Ville de Saint-Pierre (Réunion).

Dès 1671, la localité des ” Grands-Bois ” pays plat couvert d’arbre de haute futaie, situé à 4 kimomètres au Sud de Saint-Pierre, fut habitée par quelques pionniers venus de Madagascar, qui, débarqués à Saint-Paul, avaient émigré vers le Sud de l’île avec femmes et enfants pour échapper aux vexations et aux cruautés du gouverneur Jacques de La Heure.

Le vice-amiral Jacob de La Haye, au retour de son voyage en Indes, apprenant ce qui s’était passé pendant son absence, avait dépêché auprès de ces fugitifs Gilles Launay pour les engager à revenir à Saint-Paul.

Le territoire de Saint-Pierre, au début de la colonisation, faisait partie de l’arrondissement de Saint-Paul, vaste étendue de plus de 15 lieues, comprenant le repos de La leu dont il est déjà fait mention dès cette époque, Saint-Louis et la Rivière d’Abord.

Avant 1700, le Sud fut d’abord un « quartier réservé » interdit à la colonisation.

La colonisation et le peuplement de Saint-Pierre ainsi que de sa région sont liés à la culture du caféier et à la production de café destiné au marché français. Le café puis la canne firent d’elle une des régions les plus prospères de l’île. L’agriculture et l’industrie sucrière firent la fortune de Saint -Pierre comme celle de quelques grandes familles.

Les premières concessions sudistes sont accordées en 1719. La région saint-pierroise est déjà considérée comme à haut potentiel agricole. La population se regroupe autour de l’embouchure de la rivière d’Abord et de sa marine propice à l’exportation. Le chef directeur et gouverneur général du comptoir de la Compagnie dans l’île Bourbon Desforges Boucher s’accordant ainsi qu’à sa famille la première concession de l’étang du Gol le 5 mars 1719, dans le but d’y cultiver le café.

En 1730, les habitants du quartier de la Rivière d’Abord réclament une église pour leur service. Devant leur insistance, la construction d’une chapelle est décidée sur la rive gauche de la Ravine Blanche. Elle prend le nom de Saint-Pierre, l’un des prénoms du gouverneur de l’époque Pierre Benoît Dumas. Cette première église ouvre ses portes le 7 janvier 1732, date où l’abbé Carré célèbre solennellement le mariage de Louis de Montigny avec Gabrielle Cadet, c’est la naissance de la paroisse de Saint-Pierre.

+---+

Dans le texte sur Saint-Pierre, recopiez tout ce qui va de « Dès 1671, la » jusqu'à « de La Heure. », en substituant « colons » à « pionniers ».

+---+

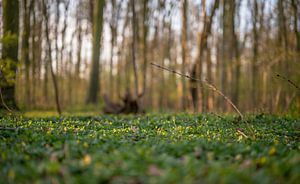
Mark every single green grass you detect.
[0,114,300,183]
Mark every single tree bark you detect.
[86,0,105,104]
[130,0,139,99]
[0,0,19,109]
[181,0,188,110]
[43,0,61,115]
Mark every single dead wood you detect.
[103,92,144,114]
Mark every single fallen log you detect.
[103,92,144,114]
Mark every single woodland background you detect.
[0,0,300,113]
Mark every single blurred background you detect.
[0,0,300,113]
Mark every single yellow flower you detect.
[269,146,276,156]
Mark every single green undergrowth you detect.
[0,114,300,183]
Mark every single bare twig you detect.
[151,63,244,119]
[276,74,300,91]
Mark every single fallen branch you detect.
[0,68,14,113]
[276,74,300,91]
[151,63,244,119]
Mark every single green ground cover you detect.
[0,114,300,183]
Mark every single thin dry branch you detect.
[151,63,244,119]
[276,74,300,91]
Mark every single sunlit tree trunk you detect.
[86,0,105,104]
[142,0,149,96]
[130,0,139,98]
[22,0,33,107]
[291,0,300,54]
[0,0,19,109]
[181,0,188,110]
[43,0,61,115]
[221,0,235,111]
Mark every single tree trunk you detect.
[0,0,19,109]
[181,0,188,110]
[292,0,300,54]
[22,0,32,107]
[86,0,105,104]
[43,0,61,115]
[221,0,235,111]
[130,0,139,99]
[142,0,149,95]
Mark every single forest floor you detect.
[0,114,300,183]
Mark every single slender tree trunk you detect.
[142,0,149,95]
[86,0,105,104]
[131,0,139,99]
[221,0,235,111]
[181,0,188,110]
[0,0,19,109]
[22,0,32,107]
[292,0,300,54]
[43,0,61,115]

+---+

RÉSULTAT:
Dès 1671, la localité des ” Grands-Bois ” pays plat couvert d’arbre de haute futaie, situé à 4 kimomètres au Sud de Saint-Pierre, fut habitée par quelques colons venus de Madagascar, qui, débarqués à Saint-Paul, avaient émigré vers le Sud de l’île avec femmes et enfants pour échapper aux vexations et aux cruautés du gouverneur Jacques de La Heure.